From the listing below, copy every line with the word "positive".

EXTRACTED MATERIAL>
•••••
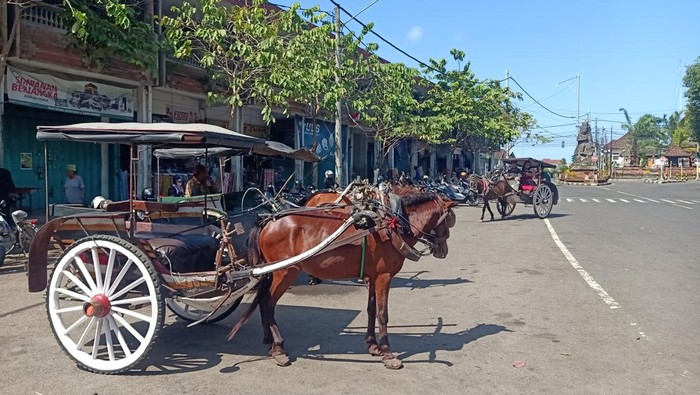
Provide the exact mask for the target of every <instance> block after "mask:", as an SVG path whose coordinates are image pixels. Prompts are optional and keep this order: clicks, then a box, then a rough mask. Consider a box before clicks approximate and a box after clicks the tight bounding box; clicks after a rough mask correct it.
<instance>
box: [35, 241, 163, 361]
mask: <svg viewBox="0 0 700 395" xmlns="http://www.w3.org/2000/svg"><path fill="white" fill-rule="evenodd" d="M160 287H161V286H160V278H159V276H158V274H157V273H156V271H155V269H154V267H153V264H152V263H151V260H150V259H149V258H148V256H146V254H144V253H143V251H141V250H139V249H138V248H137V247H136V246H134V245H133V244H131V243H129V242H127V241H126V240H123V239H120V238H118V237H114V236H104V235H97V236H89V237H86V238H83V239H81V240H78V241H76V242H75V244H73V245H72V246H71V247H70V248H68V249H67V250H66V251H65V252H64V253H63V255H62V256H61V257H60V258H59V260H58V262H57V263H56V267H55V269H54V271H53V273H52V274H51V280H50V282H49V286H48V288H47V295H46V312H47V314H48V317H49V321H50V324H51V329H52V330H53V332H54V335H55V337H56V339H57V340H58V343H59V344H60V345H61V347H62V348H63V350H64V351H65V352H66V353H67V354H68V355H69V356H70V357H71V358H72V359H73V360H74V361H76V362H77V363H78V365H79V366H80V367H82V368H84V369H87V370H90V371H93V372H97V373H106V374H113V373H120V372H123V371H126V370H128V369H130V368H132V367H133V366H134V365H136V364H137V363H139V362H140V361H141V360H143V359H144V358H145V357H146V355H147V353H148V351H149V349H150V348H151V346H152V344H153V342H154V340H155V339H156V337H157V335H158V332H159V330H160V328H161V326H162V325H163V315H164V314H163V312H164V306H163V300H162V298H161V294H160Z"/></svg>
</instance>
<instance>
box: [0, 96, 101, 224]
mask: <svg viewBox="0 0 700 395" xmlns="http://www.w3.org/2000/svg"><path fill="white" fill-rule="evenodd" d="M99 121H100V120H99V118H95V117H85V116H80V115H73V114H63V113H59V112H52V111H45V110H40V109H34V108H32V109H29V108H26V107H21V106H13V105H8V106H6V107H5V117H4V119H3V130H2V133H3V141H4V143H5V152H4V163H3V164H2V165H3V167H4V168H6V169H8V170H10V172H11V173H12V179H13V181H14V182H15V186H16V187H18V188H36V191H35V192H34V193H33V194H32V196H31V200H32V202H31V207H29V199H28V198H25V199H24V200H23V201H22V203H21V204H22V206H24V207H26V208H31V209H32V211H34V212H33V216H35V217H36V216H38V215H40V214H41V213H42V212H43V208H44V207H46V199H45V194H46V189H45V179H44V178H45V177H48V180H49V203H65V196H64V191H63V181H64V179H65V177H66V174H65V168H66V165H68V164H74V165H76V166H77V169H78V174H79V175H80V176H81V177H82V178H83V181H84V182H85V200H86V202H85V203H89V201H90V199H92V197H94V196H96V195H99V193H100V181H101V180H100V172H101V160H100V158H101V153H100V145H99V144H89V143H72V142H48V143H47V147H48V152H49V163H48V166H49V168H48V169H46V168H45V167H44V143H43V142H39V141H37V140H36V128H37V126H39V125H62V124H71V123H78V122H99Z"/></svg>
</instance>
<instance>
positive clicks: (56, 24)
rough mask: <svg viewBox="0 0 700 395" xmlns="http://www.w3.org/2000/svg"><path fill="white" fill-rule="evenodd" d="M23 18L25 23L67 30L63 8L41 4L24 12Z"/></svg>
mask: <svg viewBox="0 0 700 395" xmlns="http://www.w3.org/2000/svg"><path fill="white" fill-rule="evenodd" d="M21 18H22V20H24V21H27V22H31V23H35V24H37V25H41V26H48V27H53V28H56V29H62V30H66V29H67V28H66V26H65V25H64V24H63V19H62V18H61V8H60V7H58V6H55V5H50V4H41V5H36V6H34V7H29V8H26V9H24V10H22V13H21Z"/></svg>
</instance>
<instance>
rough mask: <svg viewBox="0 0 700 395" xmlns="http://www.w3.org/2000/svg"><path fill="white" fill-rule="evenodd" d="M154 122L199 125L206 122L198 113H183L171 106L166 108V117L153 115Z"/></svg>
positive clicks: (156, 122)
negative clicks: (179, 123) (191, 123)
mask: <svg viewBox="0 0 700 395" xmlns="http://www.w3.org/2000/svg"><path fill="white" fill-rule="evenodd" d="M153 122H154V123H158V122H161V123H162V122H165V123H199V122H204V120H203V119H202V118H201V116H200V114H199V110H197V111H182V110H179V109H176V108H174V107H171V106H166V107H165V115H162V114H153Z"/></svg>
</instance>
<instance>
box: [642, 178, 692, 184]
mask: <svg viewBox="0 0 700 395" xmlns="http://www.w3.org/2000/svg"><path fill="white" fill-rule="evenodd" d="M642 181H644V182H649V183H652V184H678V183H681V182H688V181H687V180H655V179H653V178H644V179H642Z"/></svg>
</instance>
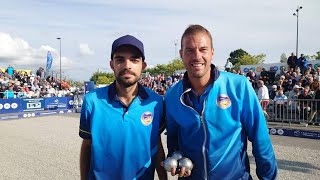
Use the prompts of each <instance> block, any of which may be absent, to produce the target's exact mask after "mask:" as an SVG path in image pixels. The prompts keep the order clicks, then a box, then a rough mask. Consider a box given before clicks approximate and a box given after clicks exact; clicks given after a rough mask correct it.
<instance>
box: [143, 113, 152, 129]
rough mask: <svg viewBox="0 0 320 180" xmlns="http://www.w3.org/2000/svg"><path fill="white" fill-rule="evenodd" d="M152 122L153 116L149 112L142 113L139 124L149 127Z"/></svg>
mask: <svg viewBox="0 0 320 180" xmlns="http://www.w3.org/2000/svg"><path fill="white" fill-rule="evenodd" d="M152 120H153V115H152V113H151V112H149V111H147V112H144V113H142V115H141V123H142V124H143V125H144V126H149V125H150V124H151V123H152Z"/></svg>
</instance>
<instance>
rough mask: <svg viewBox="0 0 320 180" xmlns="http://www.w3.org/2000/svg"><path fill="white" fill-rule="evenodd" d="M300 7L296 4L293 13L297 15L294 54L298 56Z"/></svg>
•••••
RESULT FOR THIS EXERCISE>
positive clicks: (56, 24)
positive clicks: (156, 122)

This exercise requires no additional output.